(EXERCISE PROMPT) Reproduce each of the records below word for word, changing nothing.
===== EXCERPTED DATA =====
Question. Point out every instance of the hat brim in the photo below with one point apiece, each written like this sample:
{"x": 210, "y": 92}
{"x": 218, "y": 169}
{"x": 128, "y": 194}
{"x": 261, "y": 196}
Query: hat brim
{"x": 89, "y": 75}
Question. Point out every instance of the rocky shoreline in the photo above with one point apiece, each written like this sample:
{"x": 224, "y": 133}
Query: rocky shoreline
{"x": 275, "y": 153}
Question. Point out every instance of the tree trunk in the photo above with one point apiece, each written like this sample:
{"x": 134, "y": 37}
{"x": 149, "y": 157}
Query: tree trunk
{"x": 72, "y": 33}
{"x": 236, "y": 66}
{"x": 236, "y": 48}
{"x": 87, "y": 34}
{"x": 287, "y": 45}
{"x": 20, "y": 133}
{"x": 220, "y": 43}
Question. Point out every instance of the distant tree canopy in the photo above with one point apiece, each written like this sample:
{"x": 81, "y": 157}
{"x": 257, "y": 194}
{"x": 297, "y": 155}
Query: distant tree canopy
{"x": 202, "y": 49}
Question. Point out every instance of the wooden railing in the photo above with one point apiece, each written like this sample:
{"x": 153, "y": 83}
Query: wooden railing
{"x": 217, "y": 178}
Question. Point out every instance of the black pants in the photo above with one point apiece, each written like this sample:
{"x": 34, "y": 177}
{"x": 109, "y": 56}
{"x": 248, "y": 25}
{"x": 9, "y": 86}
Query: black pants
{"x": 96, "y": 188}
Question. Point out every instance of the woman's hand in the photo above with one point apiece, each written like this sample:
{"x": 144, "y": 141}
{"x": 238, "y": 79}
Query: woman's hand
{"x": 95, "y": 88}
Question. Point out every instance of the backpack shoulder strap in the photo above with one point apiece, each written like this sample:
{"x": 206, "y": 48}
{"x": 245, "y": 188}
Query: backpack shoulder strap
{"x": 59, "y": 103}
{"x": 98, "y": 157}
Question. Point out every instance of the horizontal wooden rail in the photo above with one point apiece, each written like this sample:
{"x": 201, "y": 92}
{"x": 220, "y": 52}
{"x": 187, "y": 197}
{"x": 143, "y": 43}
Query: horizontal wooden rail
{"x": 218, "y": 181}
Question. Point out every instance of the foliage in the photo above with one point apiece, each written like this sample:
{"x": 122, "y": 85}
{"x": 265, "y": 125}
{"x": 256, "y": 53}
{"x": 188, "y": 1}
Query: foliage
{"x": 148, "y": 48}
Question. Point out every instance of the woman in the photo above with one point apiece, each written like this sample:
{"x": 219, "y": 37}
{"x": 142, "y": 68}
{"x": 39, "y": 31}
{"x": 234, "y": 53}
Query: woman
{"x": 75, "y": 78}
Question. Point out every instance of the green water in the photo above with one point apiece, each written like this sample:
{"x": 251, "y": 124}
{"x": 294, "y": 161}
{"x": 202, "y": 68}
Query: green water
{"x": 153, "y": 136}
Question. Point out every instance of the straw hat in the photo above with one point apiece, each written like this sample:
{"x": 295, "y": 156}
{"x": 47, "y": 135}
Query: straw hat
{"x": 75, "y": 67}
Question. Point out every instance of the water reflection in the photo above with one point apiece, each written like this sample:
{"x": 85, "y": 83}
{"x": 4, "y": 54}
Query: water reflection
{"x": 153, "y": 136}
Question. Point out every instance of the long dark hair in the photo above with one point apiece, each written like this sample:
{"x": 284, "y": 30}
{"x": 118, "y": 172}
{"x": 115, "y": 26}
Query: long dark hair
=====
(TASK RESULT)
Question. Point out every instance of the hat brim in the photo below with one point apiece, each written like this sample:
{"x": 210, "y": 92}
{"x": 218, "y": 169}
{"x": 128, "y": 194}
{"x": 261, "y": 196}
Query: hat brim
{"x": 89, "y": 75}
Question. Point out every instance of the rocky shoreline in the photo above with one point apiece, each written like this sample:
{"x": 224, "y": 133}
Query: rocky shoreline
{"x": 275, "y": 153}
Question. Point out every instance of the tree trunk in the photo above with one point apiece, each written like this sample:
{"x": 134, "y": 37}
{"x": 149, "y": 157}
Query: tree trunk
{"x": 72, "y": 33}
{"x": 236, "y": 66}
{"x": 236, "y": 48}
{"x": 87, "y": 34}
{"x": 287, "y": 45}
{"x": 20, "y": 133}
{"x": 220, "y": 43}
Question. Point out every instance of the distant tree canopy in the photo above with one point apiece, each written like this sample:
{"x": 81, "y": 157}
{"x": 257, "y": 194}
{"x": 297, "y": 155}
Query: distant tree canopy
{"x": 202, "y": 49}
Question. Point out every instance of the wooden railing in the photo above with one point apiece, each written like this sample:
{"x": 153, "y": 83}
Query: wooden railing
{"x": 217, "y": 178}
Question. Point out every instance of the black pants in the photo above with one point apiece, each written like this sample:
{"x": 34, "y": 177}
{"x": 109, "y": 56}
{"x": 248, "y": 25}
{"x": 9, "y": 86}
Query: black pants
{"x": 96, "y": 188}
Question. Point out every instance of the woman's hand in the photo above with one point apiece, each written like this sample:
{"x": 144, "y": 141}
{"x": 238, "y": 79}
Query: woman's hand
{"x": 95, "y": 88}
Question. Point out every instance of the backpack shoulder strap in the photo above with one point apiece, each written like this sample:
{"x": 206, "y": 48}
{"x": 245, "y": 188}
Query: backpack shoulder strap
{"x": 59, "y": 103}
{"x": 98, "y": 157}
Question. Point out every instance of the horizontal wooden rail in the photo above with one point apiece, each written like this sample:
{"x": 201, "y": 92}
{"x": 220, "y": 52}
{"x": 187, "y": 197}
{"x": 143, "y": 43}
Query: horizontal wooden rail
{"x": 218, "y": 181}
Question. Point out every instance of the foliage in the photo above with one point apiece, each written like this sample:
{"x": 122, "y": 85}
{"x": 265, "y": 125}
{"x": 256, "y": 53}
{"x": 188, "y": 1}
Query: foliage
{"x": 148, "y": 48}
Question. Point out every instance of the woman in the photo above with one point apiece, each written like this sample:
{"x": 219, "y": 37}
{"x": 142, "y": 68}
{"x": 39, "y": 31}
{"x": 234, "y": 53}
Query: woman
{"x": 75, "y": 78}
Question. Point out every instance of the green water in the photo above with one point apiece, each written like this sample:
{"x": 251, "y": 124}
{"x": 294, "y": 161}
{"x": 202, "y": 68}
Query: green water
{"x": 153, "y": 136}
Question. Point out every instance of the straw hat in the photo above with one point apiece, each written like this sample:
{"x": 295, "y": 156}
{"x": 47, "y": 135}
Query: straw hat
{"x": 75, "y": 67}
Question. Point out every instance of the water reflection in the photo above with one point apiece, each written like this sample:
{"x": 85, "y": 83}
{"x": 4, "y": 54}
Query: water reflection
{"x": 153, "y": 136}
Question. Point out every instance of the long dark hair in the photo above with one point apiece, each written like this sample:
{"x": 284, "y": 30}
{"x": 118, "y": 172}
{"x": 115, "y": 26}
Query: long dark hair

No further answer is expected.